• [The request]: Reproduce verbatim the entries below, starting with the line that contains "Find the rock" and continuing through the final line of the entries.

§ §

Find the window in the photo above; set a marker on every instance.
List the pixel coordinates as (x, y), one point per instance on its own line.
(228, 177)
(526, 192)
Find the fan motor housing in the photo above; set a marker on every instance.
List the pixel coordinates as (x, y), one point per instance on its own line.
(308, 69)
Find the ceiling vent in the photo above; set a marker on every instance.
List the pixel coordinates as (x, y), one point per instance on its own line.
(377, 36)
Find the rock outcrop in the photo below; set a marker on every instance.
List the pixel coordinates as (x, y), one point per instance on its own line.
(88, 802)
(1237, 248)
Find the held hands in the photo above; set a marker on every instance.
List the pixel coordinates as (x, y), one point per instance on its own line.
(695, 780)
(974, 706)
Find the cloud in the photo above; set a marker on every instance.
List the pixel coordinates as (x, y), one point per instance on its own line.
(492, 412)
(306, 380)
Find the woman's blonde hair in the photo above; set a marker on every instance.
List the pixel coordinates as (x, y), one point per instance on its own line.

§ §

• [Complete response]:
Find the rock outcrop in the photo below; set a marker on every instance.
List the pixel coordinates as (x, y), one point per instance on its own line.
(88, 802)
(1237, 248)
Find the held hands in the photo above; set a marker on every instance.
List the pixel coordinates as (x, y), one point per instance on its own line.
(695, 780)
(974, 706)
Find the cloud in the photo above; set a marker on every instance.
List the pixel coordinates as (x, y), one point per instance on its own line.
(492, 412)
(306, 380)
Find the woman's blonde hair in the photo above; set a marker on every instance.
List the pixel coordinates as (x, y), one point per instance on its own line.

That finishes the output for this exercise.